* **Selected text**:
_ _ _ _ _ _ _
Payments due under these agreements normally consist of an initial payment (in the form of a deposit or advance rental), regular monthly payments and a final payment (in some agreements the final payment is optional). Other charges may also be due such as excess mileage charges, damage charges and option to purchase fee however these would depend upon the type and terms of the individual agreement.

Subject to any express clause in the agreement, the rights of the insolvent under the agreement (such as the right to acquire ownership of the vehicle) will pass to the official receiver as liquidator or trustee. Advice on whether to exercise those rights is in paragraph 27.26.

It should not be assumed that because a vehicle was purchased on finance that the lender has any rights over the vehicle, where there is doubt, the official receiver should peruse the terms of the agreement to confirm the extent to which the finance company retains ownership rights.

27.26 Check ‘equity’ position of vehicle before realisation

Where a vehicle is subject to finance, the official receiver must consider the amount required to settle any finance agreement when considering the value of the vehicle to the estate. If there would be a realisable value after taking the outstanding finance (including possible additional charges for excess mileage and or damage etc.) and costs of sale into account, the official receiver may instruct agents to deal with the sale of the vehicle and the settling of the finance.

If the vehicle has no realisable value, the finance agreement should be disclaimed. The finance company should also be notified of the location of the vehicle, as in the address of the person who retains control of it.

The official receiver may make a payment from the estate account to secure a vehicle for the estate. Such a payment should only be made where there is a demonstrable benefit to the estate in doing so. The majority of conditional sale or hire-purchase type agreements are structured in such a way that this is rarely an appropriate way to proceed.

If the payment required is over £2,500, the guidance in chapter 1 regarding the requirement to obtain permission from ORS Advice should be followed before committing to any expenditure.

27.27 Lenders actions where vehicle subject to finance

In practice an agreement where the lender retains an interest in the vehicle will usually contain a clause giving the lender the right to terminate the agreement in certain circumstances, such as default on repayment or the making of an insolvency order against the borrower.

Where the lender exercises this right in relation to an agreement that relates to property of an insolvent, the potential benefit to the official receiver as liquidator or trustee will be restricted to the rights of the insolvent on termination of the agreement. The key right that the insolvent would hold in this regard is that the vehicle may not be repossessed without a court order if more than two thirds of the total price of the vehicle has been paid [Consumer Credit Act 1974, section 90]. In deciding whether to consent to such an order, the official receiver should consider the value of the vehicle to the estate were it to be sold (taking into account the need to settle the finance and any arrears).

27.28 Creditor taking vehicle where no right to repossess

It is not unknown for a creditor to take possession of a bankrupt’s vehicle despite having no right to do so (either because the agreement was a credit agreement or because there was no right to repossess without a court order). Often, it will be the case that the bankrupt has voluntarily ‘handed back’ the vehicle. In such a case, the official receiver should notify the creditor of their interest in the vehicle and decide whether there is any benefit to the estate in instructing agents to collect the vehicle from the creditor for sale.

It is likely to be better that the vehicle is left with the creditor for them to conduct the sale with their reasonable costs being taken from the sale proceeds and the remainder being remitted to the official receiver.
_ _ _ _ _ _ _
* **Entries supplied**:

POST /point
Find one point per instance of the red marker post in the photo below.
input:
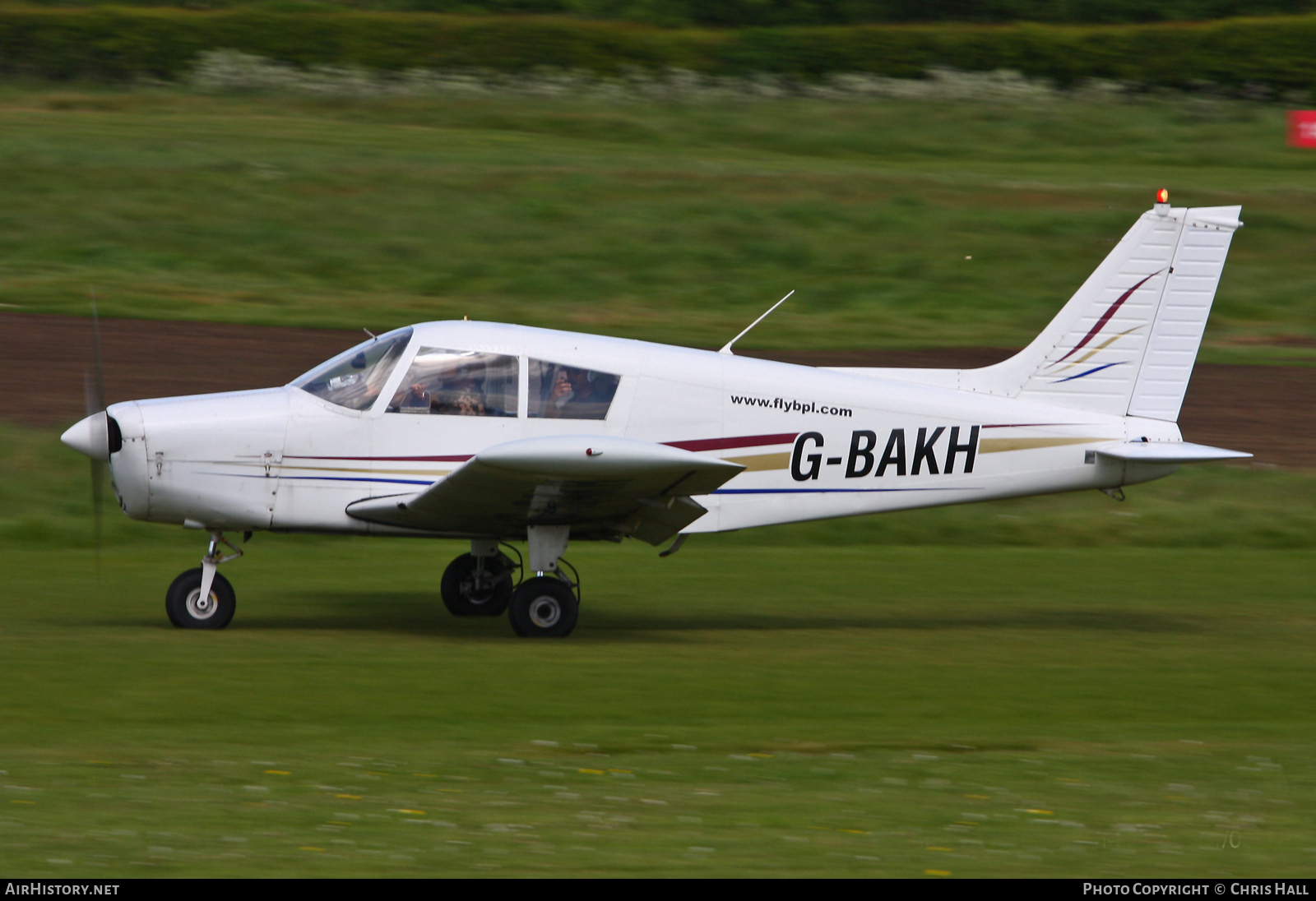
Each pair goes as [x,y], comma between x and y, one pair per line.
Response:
[1302,128]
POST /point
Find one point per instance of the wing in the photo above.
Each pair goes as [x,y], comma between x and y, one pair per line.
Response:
[600,487]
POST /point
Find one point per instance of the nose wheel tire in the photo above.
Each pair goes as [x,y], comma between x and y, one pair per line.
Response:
[471,589]
[544,607]
[188,609]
_ _ _ _ _ _ _
* **Task requirements**:
A – Check each statement against the guidance on vehicles subject to finance. Answer yes or no for each, and quote the words of the text that decide it: (i) For a payment over £2,500, the chapter 1 guidance on obtaining permission from ORS Advice should be followed before any expenditure is committed. (ii) Once more than two thirds of the total price has been paid, the vehicle may be repossessed without a court order. (iii) A finance agreement on a vehicle with no realisable value should be disclaimed.
B – Express every line of the entries in Block 1 as a Markdown table with the columns Nr (row number) and Line. Skip blank lines and leave the picture out.

* **Full solutions**:
A –
(i) Yes: "If the payment required is over £2,500, the guidance in chapter 1 regarding the requirement to obtain permission from ORS Advice should be followed before committing to any expenditure."
(ii) No: "the vehicle may not be repossessed without a court order if more than two thirds of the total price of the vehicle has been paid"
(iii) Yes: "If the vehicle has no realisable value, the finance agreement should be disclaimed."

B –
| Nr | Line |
|---|---|
| 1 | POST /point |
| 2 | Find one point per instance of the red marker post in the photo below. |
| 3 | input: |
| 4 | Each pair goes as [x,y], comma between x and y, one pair per line. |
| 5 | Response: |
| 6 | [1302,128] |
| 7 | POST /point |
| 8 | Find one point per instance of the wing in the photo above. |
| 9 | Each pair goes as [x,y], comma between x and y, one pair per line. |
| 10 | Response: |
| 11 | [600,487] |
| 12 | POST /point |
| 13 | Find one point per instance of the nose wheel tire in the photo above. |
| 14 | Each pair goes as [x,y], comma between x and y, one pair per line. |
| 15 | Response: |
| 16 | [471,589] |
| 17 | [544,607] |
| 18 | [188,609] |